━━━━━ Extracted material

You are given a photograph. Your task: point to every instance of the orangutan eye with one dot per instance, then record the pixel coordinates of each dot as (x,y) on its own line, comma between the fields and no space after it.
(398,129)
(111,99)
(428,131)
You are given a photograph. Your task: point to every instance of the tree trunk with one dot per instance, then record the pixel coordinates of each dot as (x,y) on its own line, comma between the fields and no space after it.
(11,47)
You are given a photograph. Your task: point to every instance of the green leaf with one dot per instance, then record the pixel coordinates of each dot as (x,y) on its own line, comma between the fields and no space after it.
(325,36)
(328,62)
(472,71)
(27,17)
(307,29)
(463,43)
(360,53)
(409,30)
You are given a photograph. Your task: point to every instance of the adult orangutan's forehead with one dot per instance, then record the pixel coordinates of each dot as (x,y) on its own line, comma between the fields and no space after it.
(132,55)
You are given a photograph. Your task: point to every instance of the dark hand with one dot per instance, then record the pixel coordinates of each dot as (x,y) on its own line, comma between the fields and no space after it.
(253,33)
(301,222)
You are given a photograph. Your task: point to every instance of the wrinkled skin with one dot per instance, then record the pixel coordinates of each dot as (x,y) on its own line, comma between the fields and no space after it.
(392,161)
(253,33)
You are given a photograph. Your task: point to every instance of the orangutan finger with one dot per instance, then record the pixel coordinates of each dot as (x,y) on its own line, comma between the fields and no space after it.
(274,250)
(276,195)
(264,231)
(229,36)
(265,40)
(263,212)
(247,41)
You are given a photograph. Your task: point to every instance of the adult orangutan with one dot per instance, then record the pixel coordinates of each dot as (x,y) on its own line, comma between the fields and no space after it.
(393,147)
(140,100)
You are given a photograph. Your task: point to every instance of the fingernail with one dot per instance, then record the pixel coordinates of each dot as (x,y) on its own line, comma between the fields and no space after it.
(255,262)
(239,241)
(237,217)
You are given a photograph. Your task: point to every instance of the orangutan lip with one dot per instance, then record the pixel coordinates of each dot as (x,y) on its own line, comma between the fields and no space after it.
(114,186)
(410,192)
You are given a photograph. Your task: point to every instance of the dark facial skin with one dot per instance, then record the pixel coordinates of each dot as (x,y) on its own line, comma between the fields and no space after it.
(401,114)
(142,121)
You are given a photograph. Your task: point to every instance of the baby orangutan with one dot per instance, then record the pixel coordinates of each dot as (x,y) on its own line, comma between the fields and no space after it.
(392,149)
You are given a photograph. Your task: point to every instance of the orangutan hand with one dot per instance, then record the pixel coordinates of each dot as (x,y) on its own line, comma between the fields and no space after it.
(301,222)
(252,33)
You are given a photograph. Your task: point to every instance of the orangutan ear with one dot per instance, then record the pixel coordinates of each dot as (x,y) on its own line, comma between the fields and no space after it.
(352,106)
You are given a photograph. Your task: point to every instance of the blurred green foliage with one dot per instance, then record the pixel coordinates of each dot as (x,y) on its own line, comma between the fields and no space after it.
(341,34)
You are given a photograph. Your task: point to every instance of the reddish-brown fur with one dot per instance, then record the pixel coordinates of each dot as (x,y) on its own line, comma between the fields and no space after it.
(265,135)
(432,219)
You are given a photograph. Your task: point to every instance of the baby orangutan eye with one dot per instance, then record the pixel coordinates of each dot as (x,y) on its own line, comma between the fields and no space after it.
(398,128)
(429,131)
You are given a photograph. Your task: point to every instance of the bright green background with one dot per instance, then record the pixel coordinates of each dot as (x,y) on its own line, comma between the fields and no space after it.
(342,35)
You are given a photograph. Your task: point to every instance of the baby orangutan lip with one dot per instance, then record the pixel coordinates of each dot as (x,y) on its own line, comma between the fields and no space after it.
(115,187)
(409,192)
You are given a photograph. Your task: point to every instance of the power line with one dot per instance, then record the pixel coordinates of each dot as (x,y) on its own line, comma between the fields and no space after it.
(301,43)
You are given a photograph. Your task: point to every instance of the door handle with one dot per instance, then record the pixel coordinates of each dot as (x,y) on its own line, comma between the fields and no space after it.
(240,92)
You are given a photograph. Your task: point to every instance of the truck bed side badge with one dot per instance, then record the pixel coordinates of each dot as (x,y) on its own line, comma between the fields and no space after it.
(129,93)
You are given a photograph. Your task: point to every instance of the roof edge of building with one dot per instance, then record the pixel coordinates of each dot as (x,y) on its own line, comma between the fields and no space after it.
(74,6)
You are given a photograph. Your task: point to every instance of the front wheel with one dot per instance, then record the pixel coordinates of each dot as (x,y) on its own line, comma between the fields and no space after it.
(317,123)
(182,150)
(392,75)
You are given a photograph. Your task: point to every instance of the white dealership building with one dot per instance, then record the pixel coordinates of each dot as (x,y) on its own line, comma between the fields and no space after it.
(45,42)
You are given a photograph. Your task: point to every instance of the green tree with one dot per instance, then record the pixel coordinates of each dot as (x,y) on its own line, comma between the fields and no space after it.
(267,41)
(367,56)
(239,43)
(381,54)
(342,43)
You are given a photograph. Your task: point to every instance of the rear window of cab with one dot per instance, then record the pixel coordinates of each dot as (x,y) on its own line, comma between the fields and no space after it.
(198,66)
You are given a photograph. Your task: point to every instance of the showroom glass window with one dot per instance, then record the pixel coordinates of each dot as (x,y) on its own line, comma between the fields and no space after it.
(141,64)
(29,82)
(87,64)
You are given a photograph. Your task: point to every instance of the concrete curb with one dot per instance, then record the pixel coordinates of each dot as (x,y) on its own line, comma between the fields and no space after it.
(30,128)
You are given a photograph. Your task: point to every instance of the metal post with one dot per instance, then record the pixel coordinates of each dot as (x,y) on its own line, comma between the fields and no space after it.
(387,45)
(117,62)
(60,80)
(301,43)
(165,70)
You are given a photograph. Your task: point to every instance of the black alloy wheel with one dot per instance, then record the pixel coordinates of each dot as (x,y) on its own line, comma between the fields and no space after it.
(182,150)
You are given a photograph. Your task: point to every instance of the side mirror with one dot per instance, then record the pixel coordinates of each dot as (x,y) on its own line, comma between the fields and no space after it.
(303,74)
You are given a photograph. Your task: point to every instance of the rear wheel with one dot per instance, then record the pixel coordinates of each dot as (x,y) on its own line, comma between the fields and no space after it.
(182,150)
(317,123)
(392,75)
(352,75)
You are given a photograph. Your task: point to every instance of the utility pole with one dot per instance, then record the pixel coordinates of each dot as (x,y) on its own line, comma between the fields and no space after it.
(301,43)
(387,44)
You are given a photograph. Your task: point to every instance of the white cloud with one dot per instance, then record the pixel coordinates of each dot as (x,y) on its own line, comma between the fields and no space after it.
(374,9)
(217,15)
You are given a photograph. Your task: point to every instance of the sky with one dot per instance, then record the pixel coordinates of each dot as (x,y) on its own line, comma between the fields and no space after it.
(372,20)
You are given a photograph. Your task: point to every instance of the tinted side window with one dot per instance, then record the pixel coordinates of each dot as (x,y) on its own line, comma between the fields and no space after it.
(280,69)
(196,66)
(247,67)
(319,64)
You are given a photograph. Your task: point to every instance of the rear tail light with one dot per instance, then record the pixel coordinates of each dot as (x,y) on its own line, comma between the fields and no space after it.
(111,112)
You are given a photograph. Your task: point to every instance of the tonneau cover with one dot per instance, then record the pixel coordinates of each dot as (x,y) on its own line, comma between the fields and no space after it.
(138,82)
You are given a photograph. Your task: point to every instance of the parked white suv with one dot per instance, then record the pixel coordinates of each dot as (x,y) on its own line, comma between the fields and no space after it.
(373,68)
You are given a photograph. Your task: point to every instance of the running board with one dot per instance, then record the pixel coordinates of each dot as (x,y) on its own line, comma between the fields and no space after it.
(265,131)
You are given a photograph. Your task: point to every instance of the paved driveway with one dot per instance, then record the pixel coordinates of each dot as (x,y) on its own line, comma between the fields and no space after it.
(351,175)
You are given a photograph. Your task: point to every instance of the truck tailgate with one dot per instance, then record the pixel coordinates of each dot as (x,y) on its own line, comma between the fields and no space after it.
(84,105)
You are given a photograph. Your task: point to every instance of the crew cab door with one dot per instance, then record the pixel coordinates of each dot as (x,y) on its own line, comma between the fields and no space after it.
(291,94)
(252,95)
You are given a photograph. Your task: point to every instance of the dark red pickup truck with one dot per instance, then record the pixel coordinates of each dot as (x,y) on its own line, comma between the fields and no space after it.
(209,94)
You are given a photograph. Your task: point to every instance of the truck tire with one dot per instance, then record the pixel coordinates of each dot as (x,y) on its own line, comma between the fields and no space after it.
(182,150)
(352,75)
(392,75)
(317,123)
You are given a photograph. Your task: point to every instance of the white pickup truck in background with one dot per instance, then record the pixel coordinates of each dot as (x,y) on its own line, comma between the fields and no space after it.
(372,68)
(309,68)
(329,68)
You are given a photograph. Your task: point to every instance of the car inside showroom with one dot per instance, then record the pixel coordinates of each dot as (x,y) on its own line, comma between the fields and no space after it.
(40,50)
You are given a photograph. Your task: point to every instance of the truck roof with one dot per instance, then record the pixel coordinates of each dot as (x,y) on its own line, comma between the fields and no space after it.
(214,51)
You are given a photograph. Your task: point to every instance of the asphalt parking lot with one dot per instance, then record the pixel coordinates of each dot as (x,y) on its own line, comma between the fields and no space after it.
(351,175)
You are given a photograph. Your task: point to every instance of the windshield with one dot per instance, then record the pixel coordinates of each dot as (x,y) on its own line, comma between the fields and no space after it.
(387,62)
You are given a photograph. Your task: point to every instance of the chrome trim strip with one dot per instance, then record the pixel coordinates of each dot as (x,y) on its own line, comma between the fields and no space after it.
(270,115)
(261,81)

━━━━━━━━━━

What needs to be done: In the records above, retype exactly the lines from the one with "the dark red" through the last one.

Answer to the exercise:
You are given a photograph. Your task: point to every instance of the dark red pickup truck with one dot per instance, then record the pixel coordinates of each dot as (x,y) on its own line, comma between the fields and no space after it.
(209,94)
You are given a photograph. Your task: point to every instance of the truck tire with one dot per instance, then record the pixel coordinates of each dot as (x,y) on its own line, comma between the fields and no space after it.
(182,150)
(352,75)
(392,75)
(317,123)
You are given a photograph. Your task: point to every instance of the white pickup truck in background with one dot per instance, then record the pixel coordinates of each dot as (x,y) on its own line, comma between the fields and no space after it.
(372,68)
(309,68)
(329,68)
You are given a photograph. Your task: point to every instance of the car inside showroom with one dot per instance, then record the pixel coordinates of each dot as (x,y) on its own line, comma between the fields and no space after it.
(40,50)
You are given a photograph. Your task: point to every instance of the truck roof with one dot per instance, then record the pixel coordinates of each dot as (x,y) on its own line, comma between the fields and no space after it.
(214,51)
You are given a photograph. Your task: point to every instance of the asphalt parking lot with one dot per instance, then record the pixel coordinates of each dot as (x,y) on its own line, comma between the fields and no space after it.
(351,175)
You are given a photograph. Your task: point to every instance of the windshield with one dot per instance, then record the pixel coordinates of each dot as (x,y) on its own line, comma between the fields and no space after it.
(387,62)
You are given a photograph. Your task: point to every instance of the chrome trim strip with one dot per instance, then record the pixel coordinates of each dot as (x,y) on its own line, comma between the fields and no space after it.
(270,115)
(261,81)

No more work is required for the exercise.